━━━━━ Data for processing ━━━━━

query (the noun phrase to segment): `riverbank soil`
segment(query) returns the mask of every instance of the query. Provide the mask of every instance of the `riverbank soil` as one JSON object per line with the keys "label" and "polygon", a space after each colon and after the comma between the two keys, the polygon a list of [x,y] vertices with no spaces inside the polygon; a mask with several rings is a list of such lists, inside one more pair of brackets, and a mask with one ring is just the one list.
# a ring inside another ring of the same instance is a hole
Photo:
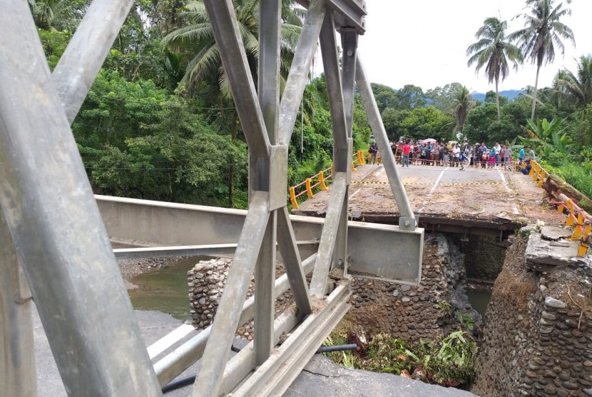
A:
{"label": "riverbank soil", "polygon": [[[477,395],[592,396],[592,261],[534,263],[526,252],[544,243],[539,233],[521,230],[496,281],[471,389]],[[551,251],[561,245],[546,243]]]}

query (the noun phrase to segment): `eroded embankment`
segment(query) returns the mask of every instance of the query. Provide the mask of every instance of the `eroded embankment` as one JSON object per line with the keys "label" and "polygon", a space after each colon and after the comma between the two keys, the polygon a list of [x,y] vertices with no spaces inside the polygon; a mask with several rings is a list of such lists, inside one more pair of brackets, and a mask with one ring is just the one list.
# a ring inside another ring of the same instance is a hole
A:
{"label": "eroded embankment", "polygon": [[530,232],[537,233],[516,236],[496,281],[471,391],[483,396],[592,395],[589,265],[568,259],[534,268],[525,261]]}

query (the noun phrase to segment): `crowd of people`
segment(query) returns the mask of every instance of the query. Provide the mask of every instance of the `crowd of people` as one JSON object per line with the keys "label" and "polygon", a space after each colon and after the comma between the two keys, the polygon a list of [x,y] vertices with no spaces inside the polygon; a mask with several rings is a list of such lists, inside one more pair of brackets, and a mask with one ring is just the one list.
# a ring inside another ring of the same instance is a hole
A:
{"label": "crowd of people", "polygon": [[[402,137],[398,142],[390,142],[390,146],[396,162],[404,167],[415,164],[456,166],[461,169],[464,169],[465,166],[509,169],[516,164],[516,159],[509,145],[500,145],[498,142],[488,147],[484,142],[469,144],[466,140],[461,144],[455,141],[446,142],[432,139],[414,142],[412,139]],[[379,154],[376,142],[371,143],[368,153],[369,162],[375,164]],[[521,169],[526,164],[526,160],[534,159],[534,151],[528,146],[521,149],[517,154]]]}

━━━━━

## Direction:
Find each line in the records that contains the word "soil", and copy those lines.

## Worked answer:
query (the noun phrase to segment): `riverbank soil`
segment(query) returns the mask of every instance of the query. Provide the mask of every instance of the `riverbank soil` as one JSON object per line with the keys "label" and "polygon", a space after each colon and after the comma between the two keys, the polygon a list of [x,y] vertices with no spaces inside the polygon; a mask with several rings is a list of such lists, inside one more pair of brackets, and a mask with one ring is just the one list.
{"label": "riverbank soil", "polygon": [[[477,395],[592,396],[592,261],[534,263],[526,252],[544,243],[539,233],[521,230],[496,281],[471,389]],[[551,251],[561,245],[546,243]]]}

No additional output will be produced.